Problem to solve: Extract every line in the listing below that contains the string "overcast".

Material provided:
□ □ □ □ □ □ □

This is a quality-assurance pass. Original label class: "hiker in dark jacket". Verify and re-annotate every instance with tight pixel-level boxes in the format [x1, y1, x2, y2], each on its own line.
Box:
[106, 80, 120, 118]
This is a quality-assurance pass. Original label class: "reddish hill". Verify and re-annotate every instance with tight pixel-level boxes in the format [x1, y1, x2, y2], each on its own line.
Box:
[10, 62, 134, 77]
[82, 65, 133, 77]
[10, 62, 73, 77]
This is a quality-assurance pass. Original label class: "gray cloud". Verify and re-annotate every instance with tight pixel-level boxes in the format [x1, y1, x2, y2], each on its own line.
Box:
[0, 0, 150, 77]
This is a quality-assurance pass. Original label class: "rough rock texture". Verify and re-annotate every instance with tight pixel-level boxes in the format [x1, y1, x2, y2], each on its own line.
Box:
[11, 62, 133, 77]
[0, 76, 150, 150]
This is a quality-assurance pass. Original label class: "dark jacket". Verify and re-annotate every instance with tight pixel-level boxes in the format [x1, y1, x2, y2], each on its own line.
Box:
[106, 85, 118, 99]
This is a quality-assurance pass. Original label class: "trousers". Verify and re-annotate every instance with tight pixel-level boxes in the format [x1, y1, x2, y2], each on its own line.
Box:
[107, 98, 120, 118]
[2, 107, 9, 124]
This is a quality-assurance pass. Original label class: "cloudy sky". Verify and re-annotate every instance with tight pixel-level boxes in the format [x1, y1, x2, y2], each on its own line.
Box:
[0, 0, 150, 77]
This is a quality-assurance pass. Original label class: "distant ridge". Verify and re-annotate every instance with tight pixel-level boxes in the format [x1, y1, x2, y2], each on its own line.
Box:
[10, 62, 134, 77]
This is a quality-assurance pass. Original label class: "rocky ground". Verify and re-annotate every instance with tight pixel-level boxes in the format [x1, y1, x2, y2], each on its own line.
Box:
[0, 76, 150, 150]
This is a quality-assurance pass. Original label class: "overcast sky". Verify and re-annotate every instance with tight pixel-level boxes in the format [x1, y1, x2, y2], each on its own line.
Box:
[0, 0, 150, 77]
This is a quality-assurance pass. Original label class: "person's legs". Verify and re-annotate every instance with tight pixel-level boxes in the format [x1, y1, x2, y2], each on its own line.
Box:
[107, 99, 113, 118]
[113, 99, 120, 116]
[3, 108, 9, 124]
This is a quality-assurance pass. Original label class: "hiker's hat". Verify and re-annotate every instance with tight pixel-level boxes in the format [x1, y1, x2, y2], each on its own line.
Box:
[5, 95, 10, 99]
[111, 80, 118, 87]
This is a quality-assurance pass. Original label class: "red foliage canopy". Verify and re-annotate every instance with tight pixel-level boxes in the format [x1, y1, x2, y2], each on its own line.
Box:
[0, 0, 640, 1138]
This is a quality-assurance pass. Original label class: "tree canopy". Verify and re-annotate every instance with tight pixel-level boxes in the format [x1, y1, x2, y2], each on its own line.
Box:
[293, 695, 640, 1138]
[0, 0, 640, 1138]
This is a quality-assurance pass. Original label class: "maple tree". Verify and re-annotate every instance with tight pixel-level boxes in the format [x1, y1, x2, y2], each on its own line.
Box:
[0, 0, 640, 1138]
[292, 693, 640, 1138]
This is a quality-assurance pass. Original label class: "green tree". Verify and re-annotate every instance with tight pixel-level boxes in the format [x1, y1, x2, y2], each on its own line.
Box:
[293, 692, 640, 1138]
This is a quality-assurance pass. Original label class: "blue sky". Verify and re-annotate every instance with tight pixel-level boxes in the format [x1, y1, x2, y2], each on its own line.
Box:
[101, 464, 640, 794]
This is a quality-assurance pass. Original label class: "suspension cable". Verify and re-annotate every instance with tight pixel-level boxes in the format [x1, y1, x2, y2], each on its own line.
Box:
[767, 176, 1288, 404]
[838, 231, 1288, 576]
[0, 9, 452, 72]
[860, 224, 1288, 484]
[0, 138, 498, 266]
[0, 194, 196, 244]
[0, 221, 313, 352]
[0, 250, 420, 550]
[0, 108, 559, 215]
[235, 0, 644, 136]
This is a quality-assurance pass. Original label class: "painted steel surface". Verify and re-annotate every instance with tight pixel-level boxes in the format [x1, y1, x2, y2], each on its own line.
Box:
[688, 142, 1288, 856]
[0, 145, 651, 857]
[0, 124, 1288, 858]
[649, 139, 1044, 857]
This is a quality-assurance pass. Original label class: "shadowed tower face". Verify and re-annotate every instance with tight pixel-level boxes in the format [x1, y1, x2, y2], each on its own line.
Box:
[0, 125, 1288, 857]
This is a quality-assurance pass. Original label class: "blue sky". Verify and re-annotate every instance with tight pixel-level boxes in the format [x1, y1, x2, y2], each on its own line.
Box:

□ □ □ □ □ □ □

Answer below:
This is a quality-assurance pass. Original label class: "overcast sky". Verify and re-annotate every instance with tight pixel-level boxes in the format [x1, y1, x2, y2], each on its own line.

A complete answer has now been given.